■ **INPUT DATA**:
..........
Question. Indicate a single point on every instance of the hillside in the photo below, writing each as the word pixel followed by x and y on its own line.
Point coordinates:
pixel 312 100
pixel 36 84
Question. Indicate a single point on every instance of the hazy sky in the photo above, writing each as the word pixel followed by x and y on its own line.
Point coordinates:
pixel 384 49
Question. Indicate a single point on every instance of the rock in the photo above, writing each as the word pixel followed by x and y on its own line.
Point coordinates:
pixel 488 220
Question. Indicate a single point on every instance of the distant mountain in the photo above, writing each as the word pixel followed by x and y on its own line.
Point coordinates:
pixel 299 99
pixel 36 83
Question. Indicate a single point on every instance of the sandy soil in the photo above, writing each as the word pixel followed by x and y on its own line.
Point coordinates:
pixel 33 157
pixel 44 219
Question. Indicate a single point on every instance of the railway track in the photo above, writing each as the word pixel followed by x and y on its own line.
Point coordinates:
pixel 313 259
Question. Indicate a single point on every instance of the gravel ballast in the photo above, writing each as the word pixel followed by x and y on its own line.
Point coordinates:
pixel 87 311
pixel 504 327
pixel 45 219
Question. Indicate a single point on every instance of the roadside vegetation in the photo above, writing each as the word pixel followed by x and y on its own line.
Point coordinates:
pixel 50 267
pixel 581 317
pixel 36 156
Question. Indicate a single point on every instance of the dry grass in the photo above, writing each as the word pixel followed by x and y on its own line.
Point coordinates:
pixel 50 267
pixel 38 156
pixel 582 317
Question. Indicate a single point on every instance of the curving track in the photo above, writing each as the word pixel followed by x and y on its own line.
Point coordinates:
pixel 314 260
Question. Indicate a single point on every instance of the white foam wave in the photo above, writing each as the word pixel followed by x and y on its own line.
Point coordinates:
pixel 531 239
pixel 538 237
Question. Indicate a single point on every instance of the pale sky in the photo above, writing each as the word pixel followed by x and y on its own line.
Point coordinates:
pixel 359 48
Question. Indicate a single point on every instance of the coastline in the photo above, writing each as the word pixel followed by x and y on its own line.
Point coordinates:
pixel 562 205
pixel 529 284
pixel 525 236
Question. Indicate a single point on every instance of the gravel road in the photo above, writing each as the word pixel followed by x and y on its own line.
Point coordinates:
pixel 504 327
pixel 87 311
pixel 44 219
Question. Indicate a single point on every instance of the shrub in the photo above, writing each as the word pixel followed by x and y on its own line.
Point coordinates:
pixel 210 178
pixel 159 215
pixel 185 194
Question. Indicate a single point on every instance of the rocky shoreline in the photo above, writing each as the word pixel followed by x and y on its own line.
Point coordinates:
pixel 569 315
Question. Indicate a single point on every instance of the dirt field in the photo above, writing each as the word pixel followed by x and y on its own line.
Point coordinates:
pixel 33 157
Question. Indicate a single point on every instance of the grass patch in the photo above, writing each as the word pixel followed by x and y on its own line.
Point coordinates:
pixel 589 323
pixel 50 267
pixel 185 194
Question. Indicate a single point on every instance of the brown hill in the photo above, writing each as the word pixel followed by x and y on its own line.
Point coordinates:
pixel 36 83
..........
■ **WHAT IS EXPECTED**: Report back each line of the entries that holds the string "gravel".

■ **ANSWER BOX**:
Question. Indicate a single point on every instance of the gravel ballast in the photo above, writing each as the word pixel followed by x and y on its own line.
Question. Indicate a single point on every instance of the gravel road in the photo above, writing each as the word pixel followed by x and y on its own line.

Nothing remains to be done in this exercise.